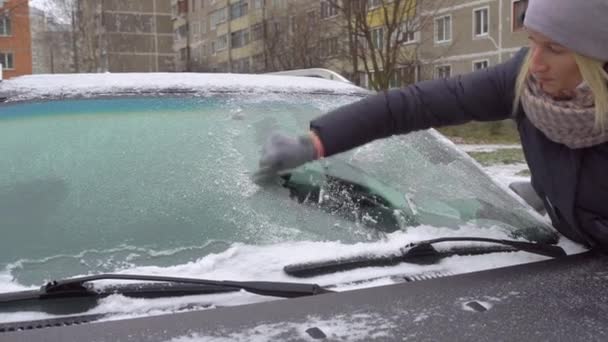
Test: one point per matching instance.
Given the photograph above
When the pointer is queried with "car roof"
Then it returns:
(47, 86)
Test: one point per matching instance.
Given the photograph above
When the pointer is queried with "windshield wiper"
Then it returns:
(423, 253)
(172, 286)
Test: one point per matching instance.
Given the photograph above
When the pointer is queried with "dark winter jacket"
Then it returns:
(572, 182)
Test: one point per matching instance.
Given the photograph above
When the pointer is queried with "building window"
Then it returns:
(219, 44)
(195, 30)
(239, 38)
(291, 24)
(241, 65)
(378, 37)
(443, 29)
(5, 25)
(329, 47)
(256, 32)
(478, 65)
(328, 10)
(6, 59)
(443, 71)
(217, 17)
(519, 9)
(238, 9)
(480, 22)
(373, 3)
(311, 17)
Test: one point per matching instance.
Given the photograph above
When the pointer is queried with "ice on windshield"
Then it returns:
(162, 185)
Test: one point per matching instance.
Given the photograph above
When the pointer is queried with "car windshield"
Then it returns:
(100, 185)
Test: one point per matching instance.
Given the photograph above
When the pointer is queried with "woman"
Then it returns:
(556, 90)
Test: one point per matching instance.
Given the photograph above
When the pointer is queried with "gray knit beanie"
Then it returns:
(580, 25)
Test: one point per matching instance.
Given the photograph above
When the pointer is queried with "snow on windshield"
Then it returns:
(248, 262)
(36, 86)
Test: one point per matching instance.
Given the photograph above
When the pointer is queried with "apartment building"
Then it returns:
(469, 35)
(219, 35)
(51, 44)
(451, 36)
(15, 38)
(137, 35)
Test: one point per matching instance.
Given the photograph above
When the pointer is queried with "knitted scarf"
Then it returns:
(570, 122)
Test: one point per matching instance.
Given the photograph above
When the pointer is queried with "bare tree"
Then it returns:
(292, 39)
(383, 36)
(85, 20)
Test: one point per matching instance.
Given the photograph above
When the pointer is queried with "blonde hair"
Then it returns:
(592, 72)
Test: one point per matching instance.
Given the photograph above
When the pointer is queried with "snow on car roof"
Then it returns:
(85, 85)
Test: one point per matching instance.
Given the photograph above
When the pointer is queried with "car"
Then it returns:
(129, 198)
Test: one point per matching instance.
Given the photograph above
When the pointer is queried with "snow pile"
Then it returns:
(82, 85)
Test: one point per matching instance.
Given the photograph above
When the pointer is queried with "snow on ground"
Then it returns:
(486, 147)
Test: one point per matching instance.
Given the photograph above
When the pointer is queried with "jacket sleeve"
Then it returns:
(484, 95)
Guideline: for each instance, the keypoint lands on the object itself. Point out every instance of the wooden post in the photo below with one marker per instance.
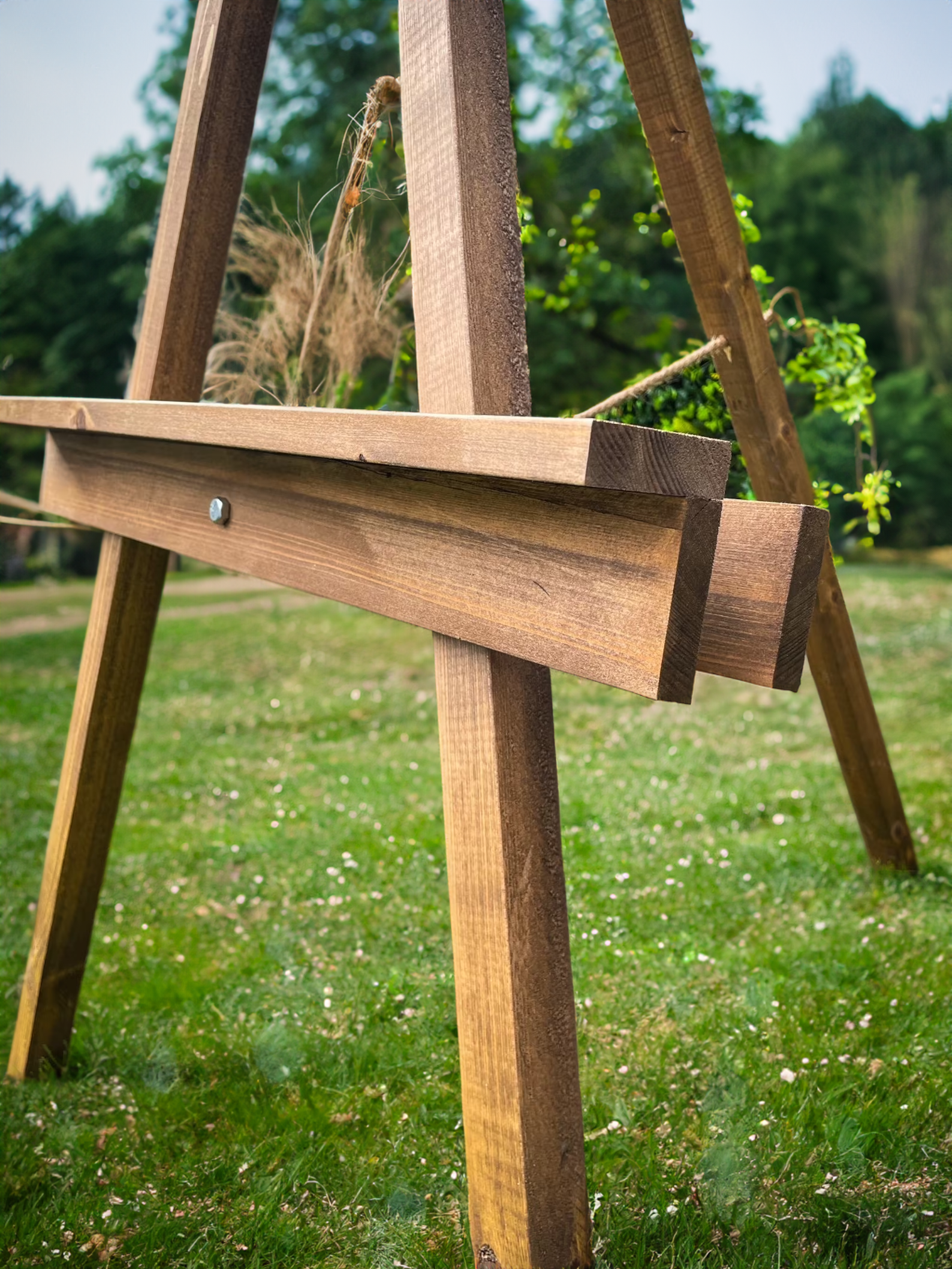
(516, 1009)
(206, 169)
(655, 47)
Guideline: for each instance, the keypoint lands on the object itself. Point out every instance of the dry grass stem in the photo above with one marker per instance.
(323, 314)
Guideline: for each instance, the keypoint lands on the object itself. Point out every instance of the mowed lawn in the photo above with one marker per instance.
(264, 1070)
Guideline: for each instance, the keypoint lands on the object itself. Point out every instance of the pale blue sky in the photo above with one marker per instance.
(70, 69)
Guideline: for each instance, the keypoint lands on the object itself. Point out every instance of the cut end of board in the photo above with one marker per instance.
(763, 589)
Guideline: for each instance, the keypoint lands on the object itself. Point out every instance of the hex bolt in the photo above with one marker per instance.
(220, 510)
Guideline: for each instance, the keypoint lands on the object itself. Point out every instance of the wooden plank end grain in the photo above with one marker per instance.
(655, 47)
(656, 462)
(763, 592)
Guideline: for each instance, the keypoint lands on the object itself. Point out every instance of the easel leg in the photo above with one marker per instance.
(516, 1007)
(125, 607)
(855, 727)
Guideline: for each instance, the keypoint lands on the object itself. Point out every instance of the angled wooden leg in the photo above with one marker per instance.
(516, 1005)
(656, 50)
(125, 606)
(206, 168)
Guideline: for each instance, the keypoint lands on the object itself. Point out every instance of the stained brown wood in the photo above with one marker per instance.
(604, 584)
(115, 655)
(518, 1048)
(763, 590)
(525, 1147)
(564, 451)
(655, 47)
(206, 168)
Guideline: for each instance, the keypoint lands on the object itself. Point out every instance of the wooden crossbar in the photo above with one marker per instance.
(608, 585)
(523, 543)
(561, 451)
(568, 576)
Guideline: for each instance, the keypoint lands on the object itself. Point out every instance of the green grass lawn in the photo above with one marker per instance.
(264, 1070)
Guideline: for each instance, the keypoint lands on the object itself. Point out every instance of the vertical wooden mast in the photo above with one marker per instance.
(516, 1009)
(206, 169)
(655, 47)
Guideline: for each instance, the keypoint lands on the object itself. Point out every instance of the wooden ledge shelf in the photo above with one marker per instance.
(635, 590)
(559, 451)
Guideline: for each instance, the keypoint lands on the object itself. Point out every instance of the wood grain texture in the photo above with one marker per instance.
(763, 590)
(563, 451)
(213, 131)
(514, 999)
(206, 170)
(598, 583)
(115, 655)
(655, 47)
(525, 1146)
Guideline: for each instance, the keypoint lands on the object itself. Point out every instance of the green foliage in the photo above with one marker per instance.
(873, 498)
(836, 366)
(694, 402)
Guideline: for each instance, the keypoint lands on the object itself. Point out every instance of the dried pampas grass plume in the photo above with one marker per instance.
(323, 314)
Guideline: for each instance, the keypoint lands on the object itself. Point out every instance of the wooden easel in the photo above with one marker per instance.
(525, 543)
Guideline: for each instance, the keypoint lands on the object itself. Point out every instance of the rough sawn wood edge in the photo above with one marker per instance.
(561, 451)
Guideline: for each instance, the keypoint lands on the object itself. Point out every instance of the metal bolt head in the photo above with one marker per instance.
(220, 510)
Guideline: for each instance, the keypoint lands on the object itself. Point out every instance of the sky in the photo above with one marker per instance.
(70, 70)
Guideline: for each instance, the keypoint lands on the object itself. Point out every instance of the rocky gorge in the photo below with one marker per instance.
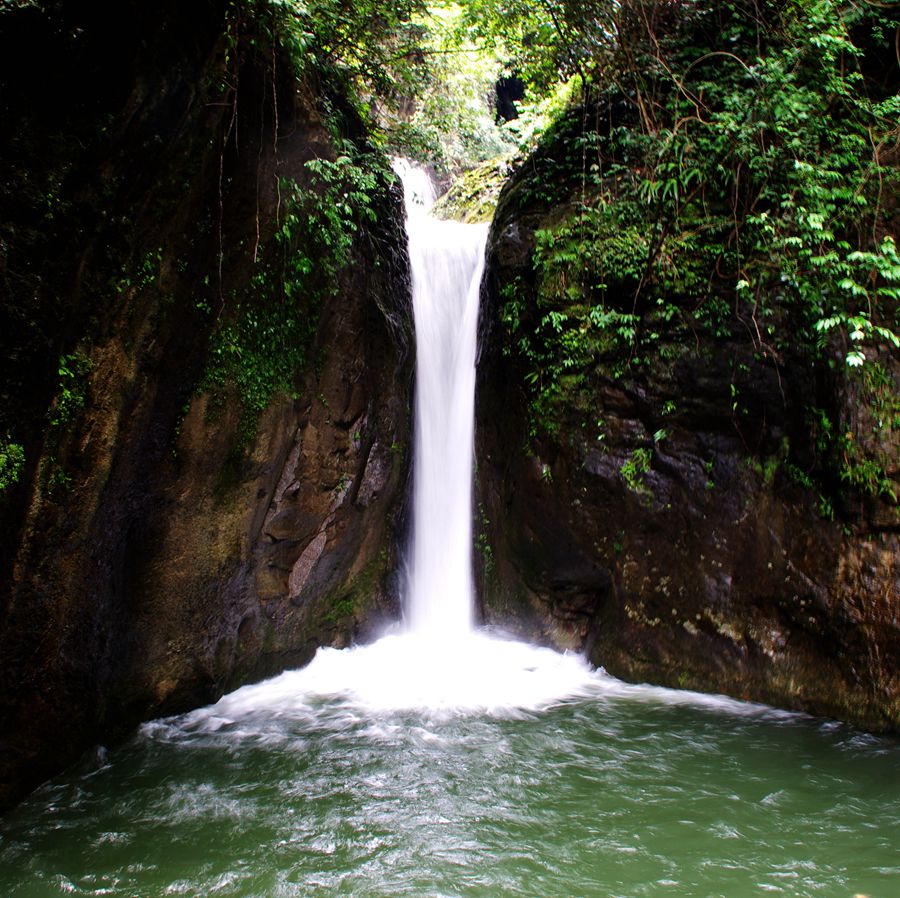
(207, 387)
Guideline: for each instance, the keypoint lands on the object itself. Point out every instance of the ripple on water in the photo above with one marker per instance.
(296, 787)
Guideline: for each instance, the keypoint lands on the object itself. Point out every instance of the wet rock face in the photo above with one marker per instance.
(709, 570)
(176, 557)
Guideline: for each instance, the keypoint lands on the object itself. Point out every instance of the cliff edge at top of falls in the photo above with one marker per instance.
(675, 472)
(206, 369)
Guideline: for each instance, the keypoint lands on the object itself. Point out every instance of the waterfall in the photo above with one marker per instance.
(447, 261)
(438, 663)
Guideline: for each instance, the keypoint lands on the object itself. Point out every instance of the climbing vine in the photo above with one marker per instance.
(728, 171)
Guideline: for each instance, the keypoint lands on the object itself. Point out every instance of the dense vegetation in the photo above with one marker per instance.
(728, 169)
(716, 166)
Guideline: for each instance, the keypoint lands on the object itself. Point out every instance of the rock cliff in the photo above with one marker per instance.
(214, 415)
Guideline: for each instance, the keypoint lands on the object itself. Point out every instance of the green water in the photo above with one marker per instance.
(618, 794)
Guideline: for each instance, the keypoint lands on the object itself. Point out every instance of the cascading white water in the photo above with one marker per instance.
(441, 664)
(447, 260)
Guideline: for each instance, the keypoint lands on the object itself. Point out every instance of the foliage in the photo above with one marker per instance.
(375, 45)
(73, 371)
(261, 348)
(726, 171)
(634, 468)
(12, 460)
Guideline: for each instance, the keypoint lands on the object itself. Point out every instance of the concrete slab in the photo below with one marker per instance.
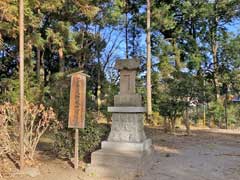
(127, 109)
(125, 146)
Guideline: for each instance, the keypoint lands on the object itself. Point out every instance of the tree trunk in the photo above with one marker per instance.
(215, 73)
(21, 80)
(177, 55)
(186, 122)
(99, 89)
(126, 28)
(149, 88)
(38, 63)
(61, 60)
(226, 110)
(173, 122)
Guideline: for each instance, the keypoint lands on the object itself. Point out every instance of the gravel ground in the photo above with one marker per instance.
(208, 154)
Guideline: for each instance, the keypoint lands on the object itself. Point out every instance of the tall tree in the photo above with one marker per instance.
(149, 63)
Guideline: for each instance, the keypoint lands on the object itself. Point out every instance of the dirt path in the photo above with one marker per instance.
(206, 155)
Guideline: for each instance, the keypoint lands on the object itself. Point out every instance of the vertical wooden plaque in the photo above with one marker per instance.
(77, 107)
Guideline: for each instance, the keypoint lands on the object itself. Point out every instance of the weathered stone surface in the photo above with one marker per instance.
(126, 109)
(127, 82)
(125, 146)
(127, 151)
(127, 127)
(127, 64)
(122, 165)
(128, 100)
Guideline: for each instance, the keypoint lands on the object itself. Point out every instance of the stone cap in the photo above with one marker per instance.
(127, 109)
(127, 64)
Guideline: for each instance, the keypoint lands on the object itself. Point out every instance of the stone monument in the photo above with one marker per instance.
(127, 151)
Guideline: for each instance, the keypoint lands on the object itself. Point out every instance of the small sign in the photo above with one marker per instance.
(77, 107)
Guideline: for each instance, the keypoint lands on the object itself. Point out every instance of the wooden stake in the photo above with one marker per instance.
(21, 79)
(76, 148)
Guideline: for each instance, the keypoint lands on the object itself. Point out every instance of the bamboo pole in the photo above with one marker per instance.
(149, 86)
(21, 79)
(76, 148)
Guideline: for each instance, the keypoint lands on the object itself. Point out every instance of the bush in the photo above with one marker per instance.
(37, 119)
(89, 139)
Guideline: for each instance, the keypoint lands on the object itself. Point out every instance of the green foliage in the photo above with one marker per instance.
(33, 89)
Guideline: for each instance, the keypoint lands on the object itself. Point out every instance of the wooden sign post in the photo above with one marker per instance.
(77, 107)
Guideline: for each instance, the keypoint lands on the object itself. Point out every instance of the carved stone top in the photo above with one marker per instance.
(127, 64)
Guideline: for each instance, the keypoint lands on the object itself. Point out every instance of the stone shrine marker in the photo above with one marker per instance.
(127, 150)
(77, 107)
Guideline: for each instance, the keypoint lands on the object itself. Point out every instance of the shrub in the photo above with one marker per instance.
(37, 119)
(89, 139)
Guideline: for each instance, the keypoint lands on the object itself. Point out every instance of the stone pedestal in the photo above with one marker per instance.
(127, 152)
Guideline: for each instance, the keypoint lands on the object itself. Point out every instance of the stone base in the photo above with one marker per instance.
(128, 100)
(123, 165)
(125, 146)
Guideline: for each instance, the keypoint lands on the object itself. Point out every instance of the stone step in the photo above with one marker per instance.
(127, 146)
(125, 159)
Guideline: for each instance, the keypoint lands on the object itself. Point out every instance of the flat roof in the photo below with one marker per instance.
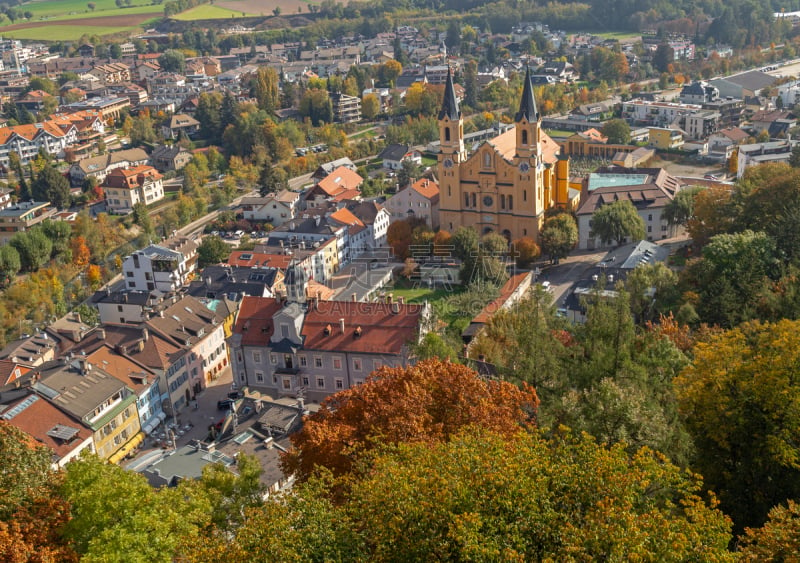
(613, 180)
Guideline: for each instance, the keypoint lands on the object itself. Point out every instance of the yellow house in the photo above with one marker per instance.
(102, 402)
(664, 138)
(507, 184)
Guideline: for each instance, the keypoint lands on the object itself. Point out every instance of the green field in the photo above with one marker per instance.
(209, 12)
(64, 32)
(78, 8)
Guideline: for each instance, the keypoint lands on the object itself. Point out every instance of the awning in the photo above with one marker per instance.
(120, 454)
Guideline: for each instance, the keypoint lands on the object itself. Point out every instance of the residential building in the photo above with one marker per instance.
(419, 200)
(139, 379)
(28, 140)
(274, 208)
(376, 219)
(65, 436)
(508, 183)
(395, 154)
(316, 348)
(23, 216)
(346, 109)
(125, 187)
(649, 190)
(189, 324)
(168, 158)
(753, 154)
(180, 124)
(665, 138)
(98, 167)
(339, 185)
(98, 400)
(158, 267)
(327, 169)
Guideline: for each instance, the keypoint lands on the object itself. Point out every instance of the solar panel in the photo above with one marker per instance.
(62, 432)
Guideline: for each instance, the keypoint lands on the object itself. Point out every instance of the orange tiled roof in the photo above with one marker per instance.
(426, 188)
(339, 180)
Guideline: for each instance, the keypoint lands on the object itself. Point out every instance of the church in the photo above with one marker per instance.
(507, 184)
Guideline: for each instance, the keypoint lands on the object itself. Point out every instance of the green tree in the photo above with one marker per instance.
(370, 107)
(739, 398)
(428, 402)
(559, 236)
(616, 222)
(680, 209)
(601, 504)
(26, 469)
(10, 264)
(618, 131)
(50, 185)
(34, 249)
(118, 516)
(172, 60)
(212, 250)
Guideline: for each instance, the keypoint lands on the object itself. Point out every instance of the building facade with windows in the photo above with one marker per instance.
(311, 348)
(507, 184)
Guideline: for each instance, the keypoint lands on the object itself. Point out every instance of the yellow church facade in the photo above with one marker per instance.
(508, 183)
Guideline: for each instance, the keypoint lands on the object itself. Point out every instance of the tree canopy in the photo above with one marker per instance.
(428, 402)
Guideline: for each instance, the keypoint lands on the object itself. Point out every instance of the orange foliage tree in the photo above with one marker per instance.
(428, 402)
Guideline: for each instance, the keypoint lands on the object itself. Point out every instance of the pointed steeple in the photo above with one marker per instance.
(449, 104)
(527, 105)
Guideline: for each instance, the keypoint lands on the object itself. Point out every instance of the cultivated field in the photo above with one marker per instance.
(223, 9)
(64, 20)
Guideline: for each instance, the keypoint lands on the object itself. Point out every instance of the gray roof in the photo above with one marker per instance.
(77, 391)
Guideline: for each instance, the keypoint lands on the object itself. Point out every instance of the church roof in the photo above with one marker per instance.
(450, 103)
(527, 105)
(506, 146)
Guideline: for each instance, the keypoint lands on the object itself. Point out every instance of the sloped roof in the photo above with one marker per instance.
(382, 331)
(254, 321)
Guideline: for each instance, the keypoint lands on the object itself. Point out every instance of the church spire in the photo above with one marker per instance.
(449, 104)
(527, 105)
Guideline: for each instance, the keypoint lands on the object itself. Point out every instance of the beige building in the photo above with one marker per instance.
(125, 187)
(419, 200)
(508, 183)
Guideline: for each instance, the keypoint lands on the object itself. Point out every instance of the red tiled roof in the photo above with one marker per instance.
(382, 331)
(280, 261)
(505, 292)
(39, 417)
(340, 180)
(254, 321)
(426, 188)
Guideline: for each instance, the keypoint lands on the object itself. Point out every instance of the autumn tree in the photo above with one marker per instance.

==============================

Task item - Go through the data above and find the lines with the word "jacket". Copy each of those lines.

Task answer -
When the pointer is queried with "dark winter jacket"
When the pointer is queried with "jacket sleeve"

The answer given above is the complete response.